++++ EXERCISE MATERIAL

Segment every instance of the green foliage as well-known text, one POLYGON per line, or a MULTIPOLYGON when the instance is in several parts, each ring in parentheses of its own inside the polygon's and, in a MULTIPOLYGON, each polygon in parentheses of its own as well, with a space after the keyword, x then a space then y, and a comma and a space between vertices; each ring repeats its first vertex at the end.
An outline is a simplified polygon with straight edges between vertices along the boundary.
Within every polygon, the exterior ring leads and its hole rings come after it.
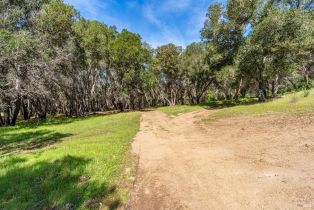
MULTIPOLYGON (((0 208, 113 208, 125 202, 122 170, 139 113, 51 119, 0 128, 0 208)), ((127 163, 132 167, 132 161, 127 163)), ((131 176, 132 174, 129 174, 131 176)))
POLYGON ((266 113, 284 113, 289 115, 300 115, 314 112, 314 92, 310 91, 308 97, 303 92, 292 93, 262 104, 241 105, 219 110, 211 114, 208 120, 220 118, 237 117, 243 115, 260 115, 266 113))
POLYGON ((52 0, 44 5, 36 17, 36 30, 43 34, 52 45, 62 46, 73 35, 74 20, 78 12, 62 0, 52 0))
POLYGON ((201 110, 202 107, 199 105, 175 105, 175 106, 167 106, 167 107, 159 107, 158 110, 164 112, 168 115, 177 116, 179 114, 194 112, 201 110))

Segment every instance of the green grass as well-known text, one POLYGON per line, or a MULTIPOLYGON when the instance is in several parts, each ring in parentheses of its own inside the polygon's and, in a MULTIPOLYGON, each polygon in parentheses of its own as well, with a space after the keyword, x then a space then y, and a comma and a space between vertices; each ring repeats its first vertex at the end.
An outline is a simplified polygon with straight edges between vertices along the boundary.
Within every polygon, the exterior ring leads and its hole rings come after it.
POLYGON ((314 111, 314 90, 307 97, 304 92, 291 93, 266 103, 240 105, 221 109, 210 115, 210 119, 258 115, 265 113, 303 114, 314 111))
POLYGON ((176 106, 165 106, 165 107, 159 107, 157 110, 164 112, 168 115, 174 115, 177 116, 181 113, 187 113, 187 112, 193 112, 202 109, 202 106, 198 105, 176 105, 176 106))
POLYGON ((124 168, 132 168, 139 119, 124 113, 0 128, 0 209, 116 208, 127 199, 124 168))

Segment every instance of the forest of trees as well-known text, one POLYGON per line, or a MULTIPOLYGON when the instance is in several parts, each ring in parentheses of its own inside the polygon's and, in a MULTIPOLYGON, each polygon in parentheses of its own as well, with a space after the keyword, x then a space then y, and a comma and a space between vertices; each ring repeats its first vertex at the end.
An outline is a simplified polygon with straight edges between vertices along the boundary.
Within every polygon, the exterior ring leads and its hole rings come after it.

++++++++

▸ EXERCISE
Format every line of the entries above as a numbered list, skipping blank lines and leaving out the pictures.

▸ ANSWER
1. Segment every instance of the green foliage as well-known text, one POLYGON per line, or a MULTIPOLYGON when the instance is in several parts, each ring in parentheses of its own inside the polygon's and, in a MULTIPOLYGON, each polygon in parentheses of its own as well, with a space after the keyword, x then a space then y, and a comma and a space between vertices; each ring repeats its first vertex at the end.
2. An outline is a simplified polygon with straight edges between vertices along the boundary.
3. Within every polygon, the exterior ring leads and its hole rings come after it.
4. MULTIPOLYGON (((0 208, 113 208, 125 202, 122 170, 139 113, 51 119, 0 128, 0 208)), ((127 163, 132 167, 132 161, 127 163)), ((131 176, 132 174, 129 174, 131 176)))
5. POLYGON ((266 113, 284 113, 289 115, 300 115, 314 112, 314 92, 310 91, 308 97, 303 92, 292 93, 262 104, 241 105, 219 110, 211 114, 208 120, 220 118, 237 117, 243 115, 260 115, 266 113))
6. POLYGON ((52 0, 44 5, 36 17, 36 30, 43 34, 52 45, 62 46, 73 35, 74 20, 78 12, 62 0, 52 0))
7. POLYGON ((201 110, 202 107, 199 105, 175 105, 175 106, 167 106, 167 107, 159 107, 158 110, 164 112, 168 115, 177 116, 179 114, 194 112, 201 110))
8. Segment every instance of the green grass as well-known text, one POLYGON per line, or a MULTIPOLYGON when the instance is in several parts, each ring in parentheses of its own inside the polygon's and, in a MULTIPOLYGON, each polygon in parentheses of its own as well, with a space after the keyword, x then a space then y, and a comma and a space between vertices; each ring repeats its first vertex at the end.
9. An outline is a simplified polygon with straight edges between vertices along the boundary.
10. Within every polygon, the exterior ring leads and its hole rings come after it.
11. POLYGON ((314 111, 314 90, 307 97, 304 92, 291 93, 266 103, 240 105, 221 109, 210 115, 210 119, 258 115, 265 113, 303 114, 314 111))
12. POLYGON ((176 106, 165 106, 165 107, 159 107, 157 110, 164 112, 168 115, 174 115, 177 116, 181 113, 187 113, 187 112, 193 112, 202 109, 202 106, 198 105, 176 105, 176 106))
13. POLYGON ((124 168, 132 168, 139 119, 124 113, 0 128, 0 209, 116 208, 127 199, 124 168))
14. Segment every instance of the forest of trees as well-known text, one POLYGON per line, or a MULTIPOLYGON when the instance is in several parts, each ring in parentheses of its own inside the polygon's and, in a MULTIPOLYGON, each polygon in parentheses of its own as well, with a space after the keyword, x then a space then y, and a comma and a space between vertices; each ring repeats its first vertex at the end.
15. An outline is a simplified polygon with straight edges between vertices along the boundary.
16. Within every polygon, the exterior ring leads and its hole rings come after it.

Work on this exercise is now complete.